EXERCICES À RÉALISER -
(A) D'après l'article sur le duel Fourcade-Boe, à quelle date est né Gustav, le premier enfant de Johannes Boe ?
(B) Écrivez la suite de l'article sur le duel Fourcade-Boe à partir de sa dernière phrase.

Mis à jour 23/01/2020 à 12:29 GMT+1

COUPE DU MONDE - Inarrêtable depuis janvier, Martin Fourcade retrouve Johannes Boe ce jeudi lors de l'individuel (20km) de Pokljuka. Le Français est redevenu le patron en l’absence de son grand rival. Peut-il le rester malgré le retour du Norvégien ? C’est la grande question qui donne une saveur toute particulière à l'étape slovène, dernier rendez-vous avant les Mondiaux.

Johannes Boe devant Martin Fourcade, à Ostersund - 7 décembre 2019

Crédit: Getty Images

On l'attendait plutôt à Antholz, mi-février, pour les Mondiaux. Ce sera finalement à Pokljuka, dès jeudi. Resté au côté de sa compagne pour l’accouchement de leur premier enfant, Gustav, né le 14 janvier avec quelques jours d’avance, Johannes Boe effectue son retour en Slovénie, à l’occasion du 20km. Il n’aura donc manqué que quatre courses individuelles au lieu de six. Une mise en retrait plus courte que prévue. Dix jours à peine. Ce qui n’a pas empêché le circuit de changer de visage, radicalement, pendant son congé paternité.
L’absence du tyran, vainqueur de cinq des sept premières courses de l’hiver, a coïncidé avec la réémergence d’un autre despote, Martin Fourcade. Les quatre courses disputées sans Johannes Boe sont toutes revenues au Français. Un 100% qui a permis au septuple vainqueur du gros globe de retrouver son si cher dossard jaune, chose assez improbable fin décembre vu ses difficultés affichées au Grand-Bornand. Dès lors, avec le retour du grand Norvégien, se pose cette brulânte question : et maintenant, de Fourcade ou Boe, qui sera le patron ?

Relevés de points étiquetés:
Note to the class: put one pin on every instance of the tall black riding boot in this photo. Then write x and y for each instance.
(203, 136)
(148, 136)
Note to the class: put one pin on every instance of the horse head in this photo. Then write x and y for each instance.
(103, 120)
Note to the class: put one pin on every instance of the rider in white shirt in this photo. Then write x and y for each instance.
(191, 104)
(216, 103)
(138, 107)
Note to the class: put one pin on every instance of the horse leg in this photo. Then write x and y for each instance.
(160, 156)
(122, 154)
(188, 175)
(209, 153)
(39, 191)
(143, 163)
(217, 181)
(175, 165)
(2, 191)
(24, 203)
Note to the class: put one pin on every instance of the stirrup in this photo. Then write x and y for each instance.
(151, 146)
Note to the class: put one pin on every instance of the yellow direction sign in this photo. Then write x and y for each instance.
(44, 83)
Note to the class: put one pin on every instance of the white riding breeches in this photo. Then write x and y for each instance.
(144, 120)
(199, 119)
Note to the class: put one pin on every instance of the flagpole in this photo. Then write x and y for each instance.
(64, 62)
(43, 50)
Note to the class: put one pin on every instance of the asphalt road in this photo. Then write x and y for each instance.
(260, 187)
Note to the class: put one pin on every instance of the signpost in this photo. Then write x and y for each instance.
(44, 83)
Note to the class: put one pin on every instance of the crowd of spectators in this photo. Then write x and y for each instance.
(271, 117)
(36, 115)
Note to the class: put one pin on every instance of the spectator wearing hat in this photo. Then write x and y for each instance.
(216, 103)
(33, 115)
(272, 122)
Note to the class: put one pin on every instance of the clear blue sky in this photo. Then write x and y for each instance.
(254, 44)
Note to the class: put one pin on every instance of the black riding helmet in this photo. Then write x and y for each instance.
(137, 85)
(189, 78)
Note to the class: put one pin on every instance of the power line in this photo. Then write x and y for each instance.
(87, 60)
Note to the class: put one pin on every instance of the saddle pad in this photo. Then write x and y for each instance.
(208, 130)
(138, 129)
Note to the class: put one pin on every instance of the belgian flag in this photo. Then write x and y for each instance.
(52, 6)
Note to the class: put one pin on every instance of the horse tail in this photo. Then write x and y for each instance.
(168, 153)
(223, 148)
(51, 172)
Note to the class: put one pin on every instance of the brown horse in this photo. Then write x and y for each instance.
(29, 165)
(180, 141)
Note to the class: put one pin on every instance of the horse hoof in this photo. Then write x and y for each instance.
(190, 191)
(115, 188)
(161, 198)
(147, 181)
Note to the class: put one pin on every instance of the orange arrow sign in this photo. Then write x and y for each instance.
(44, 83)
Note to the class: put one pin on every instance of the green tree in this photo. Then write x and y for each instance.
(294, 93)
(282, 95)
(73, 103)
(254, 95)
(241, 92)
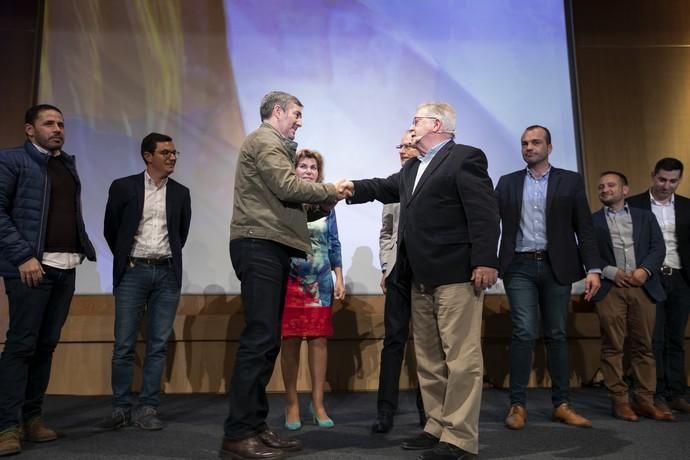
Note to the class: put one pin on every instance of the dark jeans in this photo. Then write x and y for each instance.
(262, 268)
(532, 292)
(396, 320)
(36, 319)
(150, 289)
(669, 334)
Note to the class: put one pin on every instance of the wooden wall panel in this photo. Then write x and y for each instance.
(205, 339)
(633, 62)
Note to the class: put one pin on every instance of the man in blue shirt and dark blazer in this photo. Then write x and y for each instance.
(146, 225)
(672, 212)
(632, 249)
(547, 237)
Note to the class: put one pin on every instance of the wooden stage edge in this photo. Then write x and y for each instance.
(207, 327)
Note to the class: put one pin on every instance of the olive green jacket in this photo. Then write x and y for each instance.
(269, 196)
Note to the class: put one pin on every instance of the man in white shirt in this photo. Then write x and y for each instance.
(42, 240)
(672, 211)
(146, 225)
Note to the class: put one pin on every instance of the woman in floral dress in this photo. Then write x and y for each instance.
(310, 295)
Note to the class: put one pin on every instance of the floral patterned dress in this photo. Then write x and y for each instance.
(309, 295)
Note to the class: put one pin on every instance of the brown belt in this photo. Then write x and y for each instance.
(535, 255)
(150, 261)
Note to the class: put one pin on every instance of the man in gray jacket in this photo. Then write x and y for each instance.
(396, 316)
(268, 227)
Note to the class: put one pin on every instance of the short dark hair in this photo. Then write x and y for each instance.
(270, 100)
(546, 130)
(669, 164)
(148, 144)
(33, 112)
(615, 173)
(316, 156)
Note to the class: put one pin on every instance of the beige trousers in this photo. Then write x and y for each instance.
(447, 324)
(628, 313)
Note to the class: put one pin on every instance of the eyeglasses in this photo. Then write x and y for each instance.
(415, 120)
(167, 153)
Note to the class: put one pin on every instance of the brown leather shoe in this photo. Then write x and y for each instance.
(272, 439)
(680, 405)
(566, 414)
(651, 411)
(517, 417)
(9, 442)
(623, 411)
(249, 449)
(662, 405)
(36, 431)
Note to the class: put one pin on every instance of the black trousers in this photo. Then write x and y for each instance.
(262, 268)
(396, 320)
(669, 336)
(36, 319)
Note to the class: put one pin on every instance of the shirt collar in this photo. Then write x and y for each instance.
(653, 201)
(44, 151)
(610, 210)
(149, 181)
(543, 177)
(432, 151)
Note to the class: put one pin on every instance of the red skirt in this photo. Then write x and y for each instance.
(303, 315)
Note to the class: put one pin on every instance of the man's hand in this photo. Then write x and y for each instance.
(31, 272)
(484, 277)
(339, 292)
(592, 285)
(621, 279)
(344, 188)
(638, 277)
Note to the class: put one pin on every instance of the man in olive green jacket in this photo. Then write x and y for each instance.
(269, 225)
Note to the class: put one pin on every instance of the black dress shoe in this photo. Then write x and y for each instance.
(422, 419)
(272, 439)
(383, 423)
(446, 451)
(249, 449)
(420, 442)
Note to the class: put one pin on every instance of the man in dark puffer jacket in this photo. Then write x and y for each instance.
(42, 240)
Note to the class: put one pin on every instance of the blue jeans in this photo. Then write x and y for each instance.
(154, 290)
(262, 268)
(36, 319)
(669, 335)
(532, 292)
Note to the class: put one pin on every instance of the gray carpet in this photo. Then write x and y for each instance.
(195, 428)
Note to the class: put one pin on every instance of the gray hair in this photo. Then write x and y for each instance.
(442, 111)
(270, 100)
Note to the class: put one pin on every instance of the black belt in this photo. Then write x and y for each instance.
(150, 261)
(667, 271)
(535, 255)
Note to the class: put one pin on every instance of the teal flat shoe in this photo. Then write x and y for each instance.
(325, 423)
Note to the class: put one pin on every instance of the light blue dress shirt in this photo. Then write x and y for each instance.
(531, 235)
(425, 159)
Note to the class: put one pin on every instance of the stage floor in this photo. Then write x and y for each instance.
(195, 428)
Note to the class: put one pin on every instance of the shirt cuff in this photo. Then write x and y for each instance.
(610, 272)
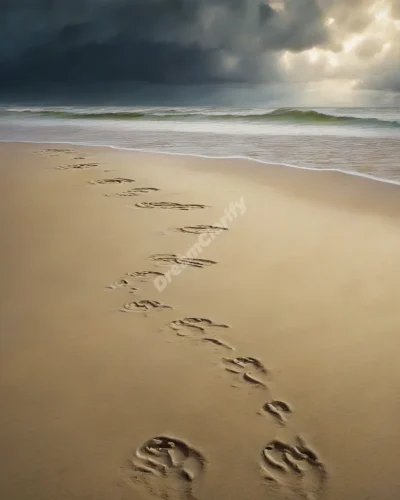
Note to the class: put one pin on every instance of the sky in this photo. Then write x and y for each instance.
(335, 46)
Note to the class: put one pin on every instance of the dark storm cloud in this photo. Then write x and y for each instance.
(167, 41)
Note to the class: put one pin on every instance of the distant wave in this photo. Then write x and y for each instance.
(284, 115)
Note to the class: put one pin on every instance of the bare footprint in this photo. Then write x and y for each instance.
(296, 469)
(278, 409)
(202, 229)
(145, 276)
(79, 166)
(247, 370)
(170, 259)
(122, 283)
(116, 180)
(144, 306)
(57, 151)
(167, 467)
(169, 205)
(200, 329)
(137, 191)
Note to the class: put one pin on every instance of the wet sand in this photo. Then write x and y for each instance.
(179, 327)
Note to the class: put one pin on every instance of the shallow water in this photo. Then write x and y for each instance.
(359, 140)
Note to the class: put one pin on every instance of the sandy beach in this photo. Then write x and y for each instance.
(179, 327)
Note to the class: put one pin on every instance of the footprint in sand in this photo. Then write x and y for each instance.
(278, 409)
(202, 229)
(122, 283)
(145, 276)
(166, 467)
(169, 206)
(170, 259)
(144, 306)
(295, 469)
(199, 329)
(246, 370)
(79, 166)
(56, 151)
(115, 180)
(137, 191)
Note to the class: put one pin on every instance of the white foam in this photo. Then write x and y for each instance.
(255, 160)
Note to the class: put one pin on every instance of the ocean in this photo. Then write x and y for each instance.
(364, 141)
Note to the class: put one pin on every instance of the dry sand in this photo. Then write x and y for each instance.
(105, 396)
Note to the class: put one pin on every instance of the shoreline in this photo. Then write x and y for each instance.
(242, 158)
(280, 336)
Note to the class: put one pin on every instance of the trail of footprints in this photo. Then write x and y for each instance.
(169, 467)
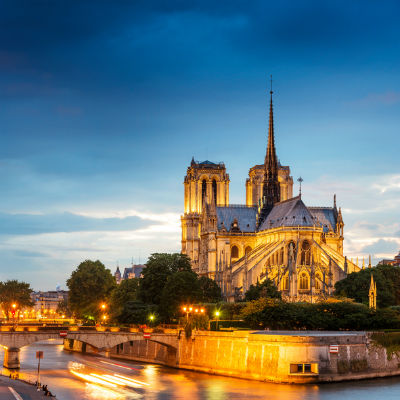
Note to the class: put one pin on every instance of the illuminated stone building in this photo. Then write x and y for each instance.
(274, 235)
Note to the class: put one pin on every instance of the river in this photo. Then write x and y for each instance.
(155, 382)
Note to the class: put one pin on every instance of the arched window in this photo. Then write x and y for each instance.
(285, 282)
(234, 252)
(318, 281)
(304, 281)
(291, 249)
(305, 253)
(214, 185)
(203, 191)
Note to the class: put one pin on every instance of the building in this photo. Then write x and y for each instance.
(274, 235)
(134, 271)
(395, 261)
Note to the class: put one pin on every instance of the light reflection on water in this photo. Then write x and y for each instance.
(166, 383)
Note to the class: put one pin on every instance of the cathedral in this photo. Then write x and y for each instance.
(274, 235)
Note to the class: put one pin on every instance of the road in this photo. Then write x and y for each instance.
(11, 389)
(153, 382)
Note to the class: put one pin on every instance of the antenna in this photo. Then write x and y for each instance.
(300, 180)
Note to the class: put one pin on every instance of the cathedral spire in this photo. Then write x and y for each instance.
(271, 188)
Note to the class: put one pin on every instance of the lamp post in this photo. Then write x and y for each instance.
(217, 318)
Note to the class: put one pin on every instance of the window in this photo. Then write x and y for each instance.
(247, 250)
(305, 253)
(214, 186)
(318, 281)
(304, 281)
(203, 191)
(285, 282)
(234, 252)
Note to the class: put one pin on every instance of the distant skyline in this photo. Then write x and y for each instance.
(103, 105)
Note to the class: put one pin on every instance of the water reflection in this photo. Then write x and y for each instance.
(153, 382)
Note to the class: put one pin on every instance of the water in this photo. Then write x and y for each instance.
(160, 383)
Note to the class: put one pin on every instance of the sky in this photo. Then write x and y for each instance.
(103, 104)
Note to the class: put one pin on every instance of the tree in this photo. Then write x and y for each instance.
(125, 292)
(356, 285)
(159, 268)
(210, 291)
(63, 308)
(265, 289)
(15, 292)
(181, 288)
(89, 285)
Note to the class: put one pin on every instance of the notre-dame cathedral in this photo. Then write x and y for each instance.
(274, 235)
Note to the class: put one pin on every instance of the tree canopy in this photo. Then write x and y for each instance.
(126, 291)
(15, 292)
(159, 268)
(356, 285)
(90, 284)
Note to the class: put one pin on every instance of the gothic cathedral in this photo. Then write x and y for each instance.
(274, 235)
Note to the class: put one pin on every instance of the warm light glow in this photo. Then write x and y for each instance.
(93, 379)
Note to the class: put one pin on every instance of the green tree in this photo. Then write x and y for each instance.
(15, 292)
(356, 285)
(159, 268)
(210, 291)
(89, 285)
(181, 288)
(123, 293)
(265, 289)
(63, 308)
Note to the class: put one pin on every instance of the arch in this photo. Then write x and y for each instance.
(304, 281)
(318, 281)
(203, 191)
(285, 282)
(234, 251)
(305, 253)
(214, 189)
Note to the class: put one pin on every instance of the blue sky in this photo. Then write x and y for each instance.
(103, 104)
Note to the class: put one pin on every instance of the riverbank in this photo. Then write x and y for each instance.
(16, 389)
(274, 356)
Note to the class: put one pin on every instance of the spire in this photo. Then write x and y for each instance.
(271, 188)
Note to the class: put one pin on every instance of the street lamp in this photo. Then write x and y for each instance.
(217, 318)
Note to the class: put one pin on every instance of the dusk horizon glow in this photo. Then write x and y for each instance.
(103, 107)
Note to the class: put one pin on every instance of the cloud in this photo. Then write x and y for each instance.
(372, 99)
(383, 247)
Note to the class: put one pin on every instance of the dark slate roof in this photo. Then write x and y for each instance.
(292, 212)
(246, 217)
(325, 216)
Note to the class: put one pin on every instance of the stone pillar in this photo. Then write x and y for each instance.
(11, 358)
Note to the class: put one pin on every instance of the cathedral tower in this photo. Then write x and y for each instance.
(271, 187)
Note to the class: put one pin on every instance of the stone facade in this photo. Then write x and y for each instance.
(274, 235)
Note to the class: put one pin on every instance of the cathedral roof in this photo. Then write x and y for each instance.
(292, 212)
(324, 216)
(245, 216)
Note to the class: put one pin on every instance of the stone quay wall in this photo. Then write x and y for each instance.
(284, 357)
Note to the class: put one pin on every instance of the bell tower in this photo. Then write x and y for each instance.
(203, 180)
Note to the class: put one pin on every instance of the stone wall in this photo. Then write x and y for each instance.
(290, 357)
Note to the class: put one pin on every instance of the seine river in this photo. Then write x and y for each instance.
(146, 381)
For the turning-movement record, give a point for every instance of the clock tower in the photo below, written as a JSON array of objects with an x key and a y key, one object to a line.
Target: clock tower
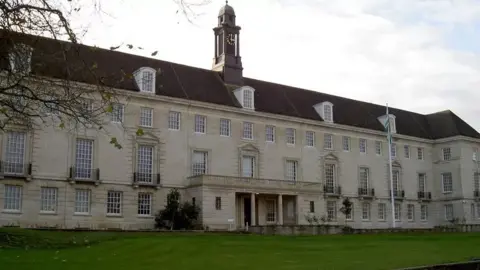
[{"x": 227, "y": 58}]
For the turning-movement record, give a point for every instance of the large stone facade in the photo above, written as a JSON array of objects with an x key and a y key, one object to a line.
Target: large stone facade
[
  {"x": 248, "y": 152},
  {"x": 52, "y": 152}
]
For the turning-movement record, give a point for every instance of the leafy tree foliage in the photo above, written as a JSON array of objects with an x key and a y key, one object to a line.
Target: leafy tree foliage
[{"x": 176, "y": 215}]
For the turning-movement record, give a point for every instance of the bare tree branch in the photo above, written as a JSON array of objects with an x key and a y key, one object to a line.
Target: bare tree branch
[{"x": 27, "y": 96}]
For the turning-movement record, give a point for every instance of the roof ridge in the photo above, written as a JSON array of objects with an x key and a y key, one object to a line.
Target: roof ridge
[{"x": 335, "y": 96}]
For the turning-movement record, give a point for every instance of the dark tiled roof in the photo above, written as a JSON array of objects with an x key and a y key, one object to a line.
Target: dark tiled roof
[{"x": 180, "y": 81}]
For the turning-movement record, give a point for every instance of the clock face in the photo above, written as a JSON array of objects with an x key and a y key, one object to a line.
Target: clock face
[{"x": 231, "y": 39}]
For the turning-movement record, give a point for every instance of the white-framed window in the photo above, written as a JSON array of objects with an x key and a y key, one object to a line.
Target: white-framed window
[
  {"x": 14, "y": 162},
  {"x": 13, "y": 198},
  {"x": 447, "y": 182},
  {"x": 83, "y": 158},
  {"x": 50, "y": 106},
  {"x": 328, "y": 141},
  {"x": 48, "y": 199},
  {"x": 114, "y": 203},
  {"x": 291, "y": 170},
  {"x": 145, "y": 163},
  {"x": 394, "y": 150},
  {"x": 144, "y": 204},
  {"x": 331, "y": 210},
  {"x": 218, "y": 203},
  {"x": 82, "y": 201},
  {"x": 378, "y": 148},
  {"x": 346, "y": 143},
  {"x": 146, "y": 117},
  {"x": 423, "y": 212},
  {"x": 365, "y": 211},
  {"x": 271, "y": 210},
  {"x": 200, "y": 124},
  {"x": 362, "y": 143},
  {"x": 446, "y": 153},
  {"x": 290, "y": 135},
  {"x": 330, "y": 177},
  {"x": 411, "y": 212},
  {"x": 398, "y": 213},
  {"x": 269, "y": 133},
  {"x": 199, "y": 162},
  {"x": 420, "y": 153},
  {"x": 476, "y": 181},
  {"x": 147, "y": 82},
  {"x": 117, "y": 113},
  {"x": 448, "y": 211},
  {"x": 364, "y": 177},
  {"x": 248, "y": 130},
  {"x": 225, "y": 127},
  {"x": 406, "y": 150},
  {"x": 174, "y": 120},
  {"x": 328, "y": 113},
  {"x": 382, "y": 211},
  {"x": 309, "y": 138},
  {"x": 422, "y": 182},
  {"x": 350, "y": 215},
  {"x": 247, "y": 99},
  {"x": 85, "y": 107},
  {"x": 396, "y": 180},
  {"x": 248, "y": 166}
]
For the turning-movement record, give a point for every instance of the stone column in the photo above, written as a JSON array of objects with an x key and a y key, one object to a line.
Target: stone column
[
  {"x": 252, "y": 211},
  {"x": 280, "y": 209},
  {"x": 297, "y": 210}
]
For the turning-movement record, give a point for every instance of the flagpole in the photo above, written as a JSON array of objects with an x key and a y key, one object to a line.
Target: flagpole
[{"x": 389, "y": 140}]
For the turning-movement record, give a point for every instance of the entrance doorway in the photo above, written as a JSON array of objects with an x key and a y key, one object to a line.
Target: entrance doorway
[{"x": 247, "y": 211}]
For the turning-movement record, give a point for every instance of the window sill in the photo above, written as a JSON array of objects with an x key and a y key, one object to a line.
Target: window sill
[
  {"x": 82, "y": 214},
  {"x": 114, "y": 215},
  {"x": 145, "y": 217},
  {"x": 46, "y": 213}
]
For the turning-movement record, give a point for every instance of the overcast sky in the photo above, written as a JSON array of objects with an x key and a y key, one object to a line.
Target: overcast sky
[{"x": 418, "y": 55}]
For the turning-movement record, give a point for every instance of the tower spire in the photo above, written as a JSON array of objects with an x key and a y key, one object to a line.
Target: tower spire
[{"x": 227, "y": 58}]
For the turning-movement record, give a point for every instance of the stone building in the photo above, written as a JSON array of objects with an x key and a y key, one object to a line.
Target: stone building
[{"x": 246, "y": 151}]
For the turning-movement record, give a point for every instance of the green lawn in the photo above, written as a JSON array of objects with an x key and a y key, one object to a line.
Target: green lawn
[{"x": 214, "y": 251}]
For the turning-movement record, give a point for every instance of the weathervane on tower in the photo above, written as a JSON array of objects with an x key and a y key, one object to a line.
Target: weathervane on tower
[{"x": 227, "y": 58}]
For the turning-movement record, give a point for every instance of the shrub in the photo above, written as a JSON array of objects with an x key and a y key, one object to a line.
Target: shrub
[{"x": 177, "y": 216}]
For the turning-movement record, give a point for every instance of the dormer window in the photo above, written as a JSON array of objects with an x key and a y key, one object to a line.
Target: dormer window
[
  {"x": 145, "y": 79},
  {"x": 245, "y": 97},
  {"x": 391, "y": 120},
  {"x": 325, "y": 110},
  {"x": 248, "y": 99},
  {"x": 20, "y": 58}
]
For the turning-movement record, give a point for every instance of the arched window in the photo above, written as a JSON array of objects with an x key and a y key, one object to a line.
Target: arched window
[
  {"x": 248, "y": 98},
  {"x": 147, "y": 82}
]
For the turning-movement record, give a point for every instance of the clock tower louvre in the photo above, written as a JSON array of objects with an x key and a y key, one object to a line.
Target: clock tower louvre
[{"x": 227, "y": 58}]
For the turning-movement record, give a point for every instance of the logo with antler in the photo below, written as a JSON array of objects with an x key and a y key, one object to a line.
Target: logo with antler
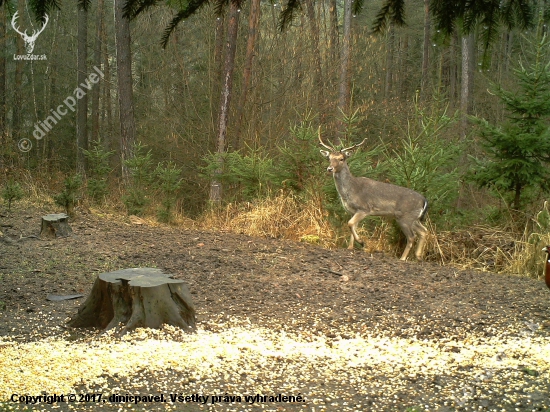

RÉPONSES AUX EXERCICES -
(A) Le 14 janvier, avec quelques jours d'avance.

(B)
Mazet : "Il a envie de reprendre là où il s’était arrêté"

Première inconnue : l’état de forme du Scandinave. Celui-ci aura passé un mois et un jour sans courir, la mass-start du Grand-Bornand s’étant déroulée le dimanche 22 décembre. C’est beaucoup. Les automatismes de la compétition ne se retrouvent pas si facilement après une telle pause. Et on imagine qu’avec la naissance de son premier enfant, sa tête n’était pas vraiment à aligner les cibles et les tours de ski. Mais Siegfried Mazet, son entraîneur français, l’assure à nos confrères du Parisien : "Il est en forme, il n’a pas rien fait pendant un mois. Il reste concentré sur ses objectifs. Il a envie de reprendre là où il s’était arrêté dans ses prestations et de revenir sur les autres qui ont profité de son absence."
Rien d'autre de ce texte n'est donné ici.